START Data

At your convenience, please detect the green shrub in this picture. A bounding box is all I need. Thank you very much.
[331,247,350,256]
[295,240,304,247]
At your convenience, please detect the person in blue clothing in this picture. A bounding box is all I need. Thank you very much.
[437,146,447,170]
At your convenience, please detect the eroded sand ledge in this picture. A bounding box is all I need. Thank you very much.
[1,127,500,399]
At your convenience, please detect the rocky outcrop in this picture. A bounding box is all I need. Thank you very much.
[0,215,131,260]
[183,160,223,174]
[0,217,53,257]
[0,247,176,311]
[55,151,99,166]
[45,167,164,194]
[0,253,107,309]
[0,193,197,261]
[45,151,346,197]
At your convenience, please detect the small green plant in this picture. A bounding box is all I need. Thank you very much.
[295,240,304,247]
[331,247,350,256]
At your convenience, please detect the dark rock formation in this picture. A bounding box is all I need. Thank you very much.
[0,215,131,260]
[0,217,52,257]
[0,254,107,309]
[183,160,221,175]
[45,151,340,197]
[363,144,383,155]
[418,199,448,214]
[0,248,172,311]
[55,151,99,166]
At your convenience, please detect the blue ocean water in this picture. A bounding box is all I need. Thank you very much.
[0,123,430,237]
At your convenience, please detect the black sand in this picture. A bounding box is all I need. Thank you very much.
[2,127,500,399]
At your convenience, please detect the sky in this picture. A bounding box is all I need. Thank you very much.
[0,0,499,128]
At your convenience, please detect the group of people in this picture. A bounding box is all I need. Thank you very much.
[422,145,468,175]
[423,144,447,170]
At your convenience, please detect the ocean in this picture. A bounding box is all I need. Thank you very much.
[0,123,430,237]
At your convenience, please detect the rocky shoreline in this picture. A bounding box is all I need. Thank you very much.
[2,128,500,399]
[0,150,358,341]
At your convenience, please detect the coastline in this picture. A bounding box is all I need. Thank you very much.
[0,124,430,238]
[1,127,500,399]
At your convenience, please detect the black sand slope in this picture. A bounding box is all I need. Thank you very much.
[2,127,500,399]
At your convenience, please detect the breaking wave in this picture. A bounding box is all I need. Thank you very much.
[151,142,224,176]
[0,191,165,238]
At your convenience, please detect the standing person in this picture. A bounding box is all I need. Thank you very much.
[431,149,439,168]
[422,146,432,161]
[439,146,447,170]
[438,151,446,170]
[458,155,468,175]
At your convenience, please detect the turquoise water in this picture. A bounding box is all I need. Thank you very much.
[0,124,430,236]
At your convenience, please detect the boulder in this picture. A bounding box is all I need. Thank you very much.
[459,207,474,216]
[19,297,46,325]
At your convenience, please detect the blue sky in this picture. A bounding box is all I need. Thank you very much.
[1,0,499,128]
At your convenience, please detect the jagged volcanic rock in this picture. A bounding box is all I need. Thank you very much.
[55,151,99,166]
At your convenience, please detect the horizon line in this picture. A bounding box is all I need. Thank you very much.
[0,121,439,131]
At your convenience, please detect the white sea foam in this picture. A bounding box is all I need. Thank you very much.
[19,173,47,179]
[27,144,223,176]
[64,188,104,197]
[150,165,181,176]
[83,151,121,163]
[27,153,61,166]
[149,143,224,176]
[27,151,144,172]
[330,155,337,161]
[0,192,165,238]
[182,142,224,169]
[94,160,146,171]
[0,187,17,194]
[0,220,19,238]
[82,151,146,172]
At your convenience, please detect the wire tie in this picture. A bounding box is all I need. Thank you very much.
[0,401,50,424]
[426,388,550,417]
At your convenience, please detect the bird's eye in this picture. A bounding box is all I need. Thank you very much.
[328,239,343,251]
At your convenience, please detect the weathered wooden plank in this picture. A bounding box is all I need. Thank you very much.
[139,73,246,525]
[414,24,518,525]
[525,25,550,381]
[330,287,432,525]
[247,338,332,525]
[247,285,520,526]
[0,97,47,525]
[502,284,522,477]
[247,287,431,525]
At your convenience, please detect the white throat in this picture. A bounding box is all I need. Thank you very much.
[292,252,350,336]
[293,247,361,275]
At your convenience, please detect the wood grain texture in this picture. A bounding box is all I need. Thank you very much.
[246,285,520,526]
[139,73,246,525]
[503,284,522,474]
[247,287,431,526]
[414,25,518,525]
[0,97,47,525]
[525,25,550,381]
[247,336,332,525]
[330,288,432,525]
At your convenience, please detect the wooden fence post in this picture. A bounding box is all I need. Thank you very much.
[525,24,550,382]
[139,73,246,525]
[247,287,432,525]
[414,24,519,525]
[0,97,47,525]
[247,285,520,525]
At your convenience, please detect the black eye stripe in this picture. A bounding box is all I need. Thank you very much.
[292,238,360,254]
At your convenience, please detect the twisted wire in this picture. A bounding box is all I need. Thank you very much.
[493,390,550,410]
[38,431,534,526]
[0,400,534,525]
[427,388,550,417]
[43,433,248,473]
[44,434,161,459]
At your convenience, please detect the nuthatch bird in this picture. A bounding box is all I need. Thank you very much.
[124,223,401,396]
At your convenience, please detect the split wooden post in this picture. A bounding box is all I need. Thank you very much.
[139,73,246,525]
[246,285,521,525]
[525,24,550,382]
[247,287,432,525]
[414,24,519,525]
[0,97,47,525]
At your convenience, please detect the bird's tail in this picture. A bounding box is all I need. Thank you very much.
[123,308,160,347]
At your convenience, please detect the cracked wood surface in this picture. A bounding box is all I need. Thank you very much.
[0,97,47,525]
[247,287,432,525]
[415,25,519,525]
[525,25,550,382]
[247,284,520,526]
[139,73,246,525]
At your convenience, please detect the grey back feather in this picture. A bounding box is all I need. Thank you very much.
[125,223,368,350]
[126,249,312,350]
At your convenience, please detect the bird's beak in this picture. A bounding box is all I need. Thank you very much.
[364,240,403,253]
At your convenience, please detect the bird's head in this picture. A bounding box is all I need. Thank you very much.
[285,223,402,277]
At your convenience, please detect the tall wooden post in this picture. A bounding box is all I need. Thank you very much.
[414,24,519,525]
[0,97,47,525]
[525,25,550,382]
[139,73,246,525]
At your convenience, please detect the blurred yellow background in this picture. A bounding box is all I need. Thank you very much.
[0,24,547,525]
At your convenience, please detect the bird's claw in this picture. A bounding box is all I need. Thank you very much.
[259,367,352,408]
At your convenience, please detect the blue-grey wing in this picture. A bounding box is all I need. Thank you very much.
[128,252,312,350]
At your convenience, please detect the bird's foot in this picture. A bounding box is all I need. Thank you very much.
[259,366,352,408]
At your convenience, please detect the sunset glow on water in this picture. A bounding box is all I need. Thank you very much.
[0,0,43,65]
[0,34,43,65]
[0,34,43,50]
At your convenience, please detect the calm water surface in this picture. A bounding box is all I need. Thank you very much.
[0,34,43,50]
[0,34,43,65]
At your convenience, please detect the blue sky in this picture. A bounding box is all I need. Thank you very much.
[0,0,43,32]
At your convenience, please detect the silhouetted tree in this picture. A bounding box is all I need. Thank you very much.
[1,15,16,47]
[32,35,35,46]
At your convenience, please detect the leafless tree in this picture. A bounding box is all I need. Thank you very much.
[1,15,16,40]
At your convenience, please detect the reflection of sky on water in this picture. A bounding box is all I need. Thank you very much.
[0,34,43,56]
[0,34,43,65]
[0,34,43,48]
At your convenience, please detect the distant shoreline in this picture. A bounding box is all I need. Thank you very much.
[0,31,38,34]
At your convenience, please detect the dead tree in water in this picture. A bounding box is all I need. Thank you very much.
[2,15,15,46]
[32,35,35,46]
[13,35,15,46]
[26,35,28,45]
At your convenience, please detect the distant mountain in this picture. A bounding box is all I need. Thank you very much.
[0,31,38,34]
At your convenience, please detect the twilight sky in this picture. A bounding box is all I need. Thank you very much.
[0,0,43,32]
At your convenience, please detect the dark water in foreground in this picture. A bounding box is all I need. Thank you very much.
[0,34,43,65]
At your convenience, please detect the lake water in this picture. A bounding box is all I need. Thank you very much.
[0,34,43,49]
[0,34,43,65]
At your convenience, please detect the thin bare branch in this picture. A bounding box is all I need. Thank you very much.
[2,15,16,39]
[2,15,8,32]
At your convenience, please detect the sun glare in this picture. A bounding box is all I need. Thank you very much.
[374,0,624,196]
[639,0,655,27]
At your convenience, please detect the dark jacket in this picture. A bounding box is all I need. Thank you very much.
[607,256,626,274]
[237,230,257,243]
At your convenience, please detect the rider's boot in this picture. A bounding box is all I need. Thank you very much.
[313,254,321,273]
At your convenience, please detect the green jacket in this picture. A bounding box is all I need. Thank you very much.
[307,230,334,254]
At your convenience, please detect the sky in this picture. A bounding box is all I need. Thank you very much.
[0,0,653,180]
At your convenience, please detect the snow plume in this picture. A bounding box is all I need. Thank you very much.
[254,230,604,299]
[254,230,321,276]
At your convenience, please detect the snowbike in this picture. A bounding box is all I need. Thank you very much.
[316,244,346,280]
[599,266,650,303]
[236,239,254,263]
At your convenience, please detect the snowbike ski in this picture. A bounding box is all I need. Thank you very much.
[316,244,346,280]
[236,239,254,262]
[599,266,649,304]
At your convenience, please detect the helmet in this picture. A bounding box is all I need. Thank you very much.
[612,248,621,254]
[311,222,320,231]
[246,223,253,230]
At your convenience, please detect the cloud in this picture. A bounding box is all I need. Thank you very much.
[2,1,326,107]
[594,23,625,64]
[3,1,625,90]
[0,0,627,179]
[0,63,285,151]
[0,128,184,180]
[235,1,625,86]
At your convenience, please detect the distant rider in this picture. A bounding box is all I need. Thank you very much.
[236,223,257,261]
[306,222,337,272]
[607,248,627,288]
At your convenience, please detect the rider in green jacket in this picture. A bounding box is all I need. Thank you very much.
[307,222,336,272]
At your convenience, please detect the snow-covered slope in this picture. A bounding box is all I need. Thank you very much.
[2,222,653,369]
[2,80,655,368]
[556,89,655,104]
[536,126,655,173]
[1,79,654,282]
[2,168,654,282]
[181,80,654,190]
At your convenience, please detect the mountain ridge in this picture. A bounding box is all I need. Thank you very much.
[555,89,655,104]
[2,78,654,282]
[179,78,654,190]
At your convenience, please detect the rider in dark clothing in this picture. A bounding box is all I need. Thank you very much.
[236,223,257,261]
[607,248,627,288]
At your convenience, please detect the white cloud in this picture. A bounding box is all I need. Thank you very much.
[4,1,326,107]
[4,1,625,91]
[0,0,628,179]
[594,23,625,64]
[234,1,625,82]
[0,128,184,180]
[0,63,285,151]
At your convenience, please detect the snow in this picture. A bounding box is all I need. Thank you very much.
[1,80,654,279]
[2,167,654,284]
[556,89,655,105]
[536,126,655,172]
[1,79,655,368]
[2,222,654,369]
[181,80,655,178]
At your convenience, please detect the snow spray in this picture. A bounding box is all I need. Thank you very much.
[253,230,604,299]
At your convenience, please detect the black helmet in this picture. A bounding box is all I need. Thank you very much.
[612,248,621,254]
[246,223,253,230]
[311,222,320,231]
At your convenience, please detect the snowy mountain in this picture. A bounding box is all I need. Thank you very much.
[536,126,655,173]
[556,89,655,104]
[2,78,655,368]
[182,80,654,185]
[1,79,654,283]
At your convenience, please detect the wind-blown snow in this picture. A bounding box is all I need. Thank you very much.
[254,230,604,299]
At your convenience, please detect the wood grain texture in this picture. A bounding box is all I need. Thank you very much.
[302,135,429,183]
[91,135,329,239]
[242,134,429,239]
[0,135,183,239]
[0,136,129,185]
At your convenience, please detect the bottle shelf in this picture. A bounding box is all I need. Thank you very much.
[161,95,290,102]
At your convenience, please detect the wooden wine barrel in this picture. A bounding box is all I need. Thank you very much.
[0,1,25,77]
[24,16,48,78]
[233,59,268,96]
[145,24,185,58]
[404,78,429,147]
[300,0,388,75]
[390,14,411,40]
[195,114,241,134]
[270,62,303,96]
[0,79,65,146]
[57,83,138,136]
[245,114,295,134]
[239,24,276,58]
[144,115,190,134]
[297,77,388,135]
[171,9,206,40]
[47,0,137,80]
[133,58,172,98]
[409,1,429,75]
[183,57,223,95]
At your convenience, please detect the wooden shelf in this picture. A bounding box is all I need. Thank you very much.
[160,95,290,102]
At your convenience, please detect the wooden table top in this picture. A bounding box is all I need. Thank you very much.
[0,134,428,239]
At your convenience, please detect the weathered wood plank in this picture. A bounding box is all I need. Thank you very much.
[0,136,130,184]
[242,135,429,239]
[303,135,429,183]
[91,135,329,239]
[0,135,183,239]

END Data

— Task item —
Only the lines from the one containing "At your convenience, please detect the wooden table" through the last line of the records above are to be reproduced, exactly and with both ends included.

— Expected answer —
At your convenience, please detect the wooden table top in this picture. A bounding box is all I need. Thank you very much.
[0,134,428,239]
At your convenience, please detect the weathered wood plank in this picture. A bounding box is all I need. Thank you very much.
[0,136,130,184]
[242,135,429,239]
[303,135,429,183]
[91,135,329,239]
[0,135,183,239]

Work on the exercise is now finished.